═════ Records shown

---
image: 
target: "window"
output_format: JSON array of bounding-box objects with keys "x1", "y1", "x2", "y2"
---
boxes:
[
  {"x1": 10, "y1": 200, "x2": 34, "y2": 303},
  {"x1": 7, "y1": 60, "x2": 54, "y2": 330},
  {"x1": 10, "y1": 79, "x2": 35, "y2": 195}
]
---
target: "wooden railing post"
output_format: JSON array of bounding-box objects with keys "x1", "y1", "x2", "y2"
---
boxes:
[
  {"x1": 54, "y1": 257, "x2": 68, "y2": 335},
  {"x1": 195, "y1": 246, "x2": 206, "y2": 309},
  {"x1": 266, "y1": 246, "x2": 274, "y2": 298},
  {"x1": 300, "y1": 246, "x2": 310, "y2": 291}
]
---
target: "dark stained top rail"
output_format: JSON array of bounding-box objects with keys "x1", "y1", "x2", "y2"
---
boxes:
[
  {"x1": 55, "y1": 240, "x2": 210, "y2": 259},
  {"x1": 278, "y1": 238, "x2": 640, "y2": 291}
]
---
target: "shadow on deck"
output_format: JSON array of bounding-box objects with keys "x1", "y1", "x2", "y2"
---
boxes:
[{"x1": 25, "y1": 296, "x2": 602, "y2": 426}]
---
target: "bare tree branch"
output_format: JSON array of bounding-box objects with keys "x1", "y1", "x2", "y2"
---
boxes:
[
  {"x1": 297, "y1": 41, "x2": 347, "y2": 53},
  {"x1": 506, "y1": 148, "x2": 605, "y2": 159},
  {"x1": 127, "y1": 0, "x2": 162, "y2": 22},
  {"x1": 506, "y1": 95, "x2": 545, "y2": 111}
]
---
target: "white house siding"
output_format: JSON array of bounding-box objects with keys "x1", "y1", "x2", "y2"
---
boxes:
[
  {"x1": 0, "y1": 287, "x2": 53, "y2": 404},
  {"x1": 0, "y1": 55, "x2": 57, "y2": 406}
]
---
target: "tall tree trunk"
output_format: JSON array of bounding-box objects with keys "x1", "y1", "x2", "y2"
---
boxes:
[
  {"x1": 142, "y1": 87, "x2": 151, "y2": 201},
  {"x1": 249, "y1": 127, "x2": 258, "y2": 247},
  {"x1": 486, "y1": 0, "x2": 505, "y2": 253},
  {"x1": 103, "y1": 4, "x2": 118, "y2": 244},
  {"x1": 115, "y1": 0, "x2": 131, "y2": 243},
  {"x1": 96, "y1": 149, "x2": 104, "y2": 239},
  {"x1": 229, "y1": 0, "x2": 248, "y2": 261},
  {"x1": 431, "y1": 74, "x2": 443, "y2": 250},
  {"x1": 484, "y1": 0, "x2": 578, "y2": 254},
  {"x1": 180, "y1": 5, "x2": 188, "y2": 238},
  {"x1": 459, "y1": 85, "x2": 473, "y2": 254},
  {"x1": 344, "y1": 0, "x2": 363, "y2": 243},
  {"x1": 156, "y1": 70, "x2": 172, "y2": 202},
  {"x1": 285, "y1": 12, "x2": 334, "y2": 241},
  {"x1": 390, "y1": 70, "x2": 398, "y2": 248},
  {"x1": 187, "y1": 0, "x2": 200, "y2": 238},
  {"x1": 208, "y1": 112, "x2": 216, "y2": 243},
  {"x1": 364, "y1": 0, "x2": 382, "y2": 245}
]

══════════

#### [Task description]
Identify the lines above that contain the word "tree", then copy them.

#### [Response below]
target: "bare tree branch"
target: "tall tree trunk"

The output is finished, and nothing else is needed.